What you should do
The answer must consist of every record below, transcribed exactly.
══ Materials provided ══
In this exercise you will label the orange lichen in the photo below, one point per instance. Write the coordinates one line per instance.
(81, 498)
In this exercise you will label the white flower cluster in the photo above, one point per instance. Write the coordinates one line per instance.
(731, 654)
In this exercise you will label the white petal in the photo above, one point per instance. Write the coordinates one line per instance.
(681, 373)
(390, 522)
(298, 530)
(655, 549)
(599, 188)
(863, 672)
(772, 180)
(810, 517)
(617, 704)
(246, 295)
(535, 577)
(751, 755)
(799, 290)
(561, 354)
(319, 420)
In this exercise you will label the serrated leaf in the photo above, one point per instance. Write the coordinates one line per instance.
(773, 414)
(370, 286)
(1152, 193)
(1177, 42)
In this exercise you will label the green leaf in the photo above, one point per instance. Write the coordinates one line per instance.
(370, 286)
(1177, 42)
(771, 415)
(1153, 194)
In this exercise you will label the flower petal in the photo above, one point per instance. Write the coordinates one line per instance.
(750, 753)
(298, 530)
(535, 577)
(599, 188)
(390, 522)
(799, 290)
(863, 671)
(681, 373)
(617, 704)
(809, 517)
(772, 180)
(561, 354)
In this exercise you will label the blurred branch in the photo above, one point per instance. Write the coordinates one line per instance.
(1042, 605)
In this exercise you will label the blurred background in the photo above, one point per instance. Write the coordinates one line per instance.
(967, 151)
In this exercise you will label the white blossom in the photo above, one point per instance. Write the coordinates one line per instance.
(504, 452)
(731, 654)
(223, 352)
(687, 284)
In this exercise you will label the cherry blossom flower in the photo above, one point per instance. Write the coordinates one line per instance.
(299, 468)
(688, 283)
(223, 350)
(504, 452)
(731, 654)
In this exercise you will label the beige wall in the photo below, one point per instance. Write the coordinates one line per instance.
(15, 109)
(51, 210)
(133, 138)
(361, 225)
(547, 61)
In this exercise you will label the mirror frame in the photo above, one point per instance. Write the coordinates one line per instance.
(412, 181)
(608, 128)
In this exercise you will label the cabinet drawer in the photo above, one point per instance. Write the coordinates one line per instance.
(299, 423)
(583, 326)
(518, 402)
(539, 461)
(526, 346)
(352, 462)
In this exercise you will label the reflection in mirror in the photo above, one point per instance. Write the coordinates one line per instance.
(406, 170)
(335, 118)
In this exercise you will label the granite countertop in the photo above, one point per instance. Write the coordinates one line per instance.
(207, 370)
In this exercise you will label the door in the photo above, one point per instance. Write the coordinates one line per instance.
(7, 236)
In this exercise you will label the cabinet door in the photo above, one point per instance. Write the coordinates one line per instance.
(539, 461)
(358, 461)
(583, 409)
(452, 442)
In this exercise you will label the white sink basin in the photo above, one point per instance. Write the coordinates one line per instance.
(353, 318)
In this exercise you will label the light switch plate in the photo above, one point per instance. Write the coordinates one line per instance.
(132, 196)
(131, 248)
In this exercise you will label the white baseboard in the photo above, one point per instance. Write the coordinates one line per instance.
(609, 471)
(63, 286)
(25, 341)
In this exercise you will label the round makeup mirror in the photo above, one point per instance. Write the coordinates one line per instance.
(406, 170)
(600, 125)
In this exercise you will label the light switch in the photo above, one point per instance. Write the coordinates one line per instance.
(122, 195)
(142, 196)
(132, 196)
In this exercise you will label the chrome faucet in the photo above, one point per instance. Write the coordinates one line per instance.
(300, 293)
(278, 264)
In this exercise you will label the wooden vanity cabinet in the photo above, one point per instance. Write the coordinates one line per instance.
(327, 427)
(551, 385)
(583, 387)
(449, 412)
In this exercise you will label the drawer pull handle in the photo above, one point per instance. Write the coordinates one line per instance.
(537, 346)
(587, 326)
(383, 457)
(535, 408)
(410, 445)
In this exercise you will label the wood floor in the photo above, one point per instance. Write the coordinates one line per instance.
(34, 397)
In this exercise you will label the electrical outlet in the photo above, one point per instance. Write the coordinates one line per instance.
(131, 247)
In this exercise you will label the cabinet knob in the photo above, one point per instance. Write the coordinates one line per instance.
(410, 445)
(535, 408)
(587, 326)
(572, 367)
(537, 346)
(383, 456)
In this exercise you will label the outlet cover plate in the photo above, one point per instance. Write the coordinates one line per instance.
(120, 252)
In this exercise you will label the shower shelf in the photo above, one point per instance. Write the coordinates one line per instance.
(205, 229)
═══
Task answer
In this exercise you will label the orange lichen in the photo below, one point per instance. Write the coordinates one line per instance.
(81, 498)
In this exercise you will label the white flower cluster in the photo above, one point per instance. Write the coordinates one line per instance.
(731, 654)
In this exercise you will label the white petal in the photo above, one point per instance. Write the coordinates one line per instance.
(681, 373)
(390, 522)
(298, 530)
(655, 549)
(599, 188)
(863, 672)
(772, 180)
(810, 517)
(617, 704)
(246, 295)
(535, 577)
(751, 755)
(799, 290)
(561, 354)
(319, 420)
In this exercise you will label the serrated leaf in the photo above, one point per instance. Write the coordinates one line per instance.
(773, 414)
(370, 286)
(1152, 193)
(1177, 42)
In this exercise you will label the green leaf in the photo above, one point per instance. Write the coordinates one line per instance.
(370, 286)
(1177, 42)
(771, 415)
(1153, 194)
In this exercise you will label the flower petal in the photo above, one point per instance. Write the coordinates one line per instance.
(750, 753)
(298, 530)
(535, 577)
(599, 188)
(390, 522)
(799, 290)
(863, 671)
(681, 373)
(617, 704)
(809, 517)
(772, 180)
(561, 354)
In this exercise you will label the blurred branch in the photo above, one point per instance. Write the coordinates one line per instance.
(1042, 605)
In this exercise you will label the blurred background in the photo above, one point per instance. Write the coordinates one line per instance.
(967, 151)
In this exercise you will label the white blossom in the photo above, one point per instance. Write the coordinates one line per instance.
(504, 452)
(731, 654)
(223, 352)
(687, 284)
In this exercise you will label the cherry blossom flower in the photo above, one point per instance. Write the coordinates one line per instance.
(299, 468)
(688, 283)
(223, 350)
(504, 452)
(731, 654)
In this exercise you will label the beige wall in the photo below, one point per instance. Write the coordinates one line per instance.
(15, 109)
(51, 210)
(133, 138)
(361, 225)
(547, 61)
In this exercise you will label the mirror frame in the photo above, one point per instance. Write the coordinates one line per instance.
(412, 181)
(608, 128)
In this exercise you will label the cabinet drawer in the photo above, one point per instance. Write the coordinates one line per instance.
(299, 423)
(583, 326)
(518, 402)
(539, 461)
(526, 346)
(352, 462)
In this exercise you will label the reflection in mirror in the photo above, one point per instance. Write the coordinates one line per instance.
(406, 170)
(335, 118)
In this exercise you will label the granite countertop in the photo above, one point per instance. Write the coordinates one line per instance.
(207, 370)
In this exercise you will label the door in the photo above, one point per instance. Write the coordinates one line per instance.
(7, 236)
In this exercise you will label the cabinet door in the photo above, one point per instance. Write the coordinates one line per instance.
(539, 461)
(358, 461)
(583, 409)
(452, 442)
In this exercise you will label the white sink basin in the photo above, one point per instance. Write the coordinates one line per instance.
(353, 318)
In this exercise you will label the light switch plate in the photo above, one point per instance. Write the coordinates one line per instance.
(132, 196)
(131, 248)
In this exercise you will label the white baseboard in the photo above, one point per instance. Write the coordinates one line per instance.
(609, 471)
(63, 286)
(25, 341)
In this exercise you will label the round makeup mirror in the photo above, one point per instance. Write the coordinates one line per instance.
(406, 170)
(600, 125)
In this exercise you will label the light switch in the photo above, one point per instance. Write the coordinates one line per instance.
(122, 195)
(142, 196)
(132, 196)
In this exercise you will label the chrome faucet in the photo above, one point per instance. Write the coordinates one line per instance.
(300, 293)
(278, 264)
In this exercise you will label the wooden vanity cabinet in the photo above, one point per instance. Write the coordinates one line per instance.
(327, 427)
(551, 385)
(583, 387)
(449, 412)
In this exercise you will label the drawer pull handle in the photo above, one point per instance. Write the coordinates one line per instance.
(537, 346)
(587, 326)
(383, 457)
(535, 408)
(410, 445)
In this exercise you will label the wood floor in the photo above, one point per instance. Write the coordinates one line per instance.
(34, 397)
In this exercise you will label the electrical outlet in the photo above, one point per instance. Write the coordinates one line per instance.
(131, 247)
In this exercise you will label the cabinet knob in the photo above, one point per instance. Write the coordinates one line per instance.
(410, 445)
(535, 408)
(587, 326)
(572, 367)
(537, 346)
(383, 456)
In this exercise you will label the outlet cover plate in the photo above, one point per instance. Write the coordinates one line per instance.
(120, 252)
In this exercise you will label the shower shelf in the photo above, one point per instance. Write the coordinates one line per instance.
(205, 229)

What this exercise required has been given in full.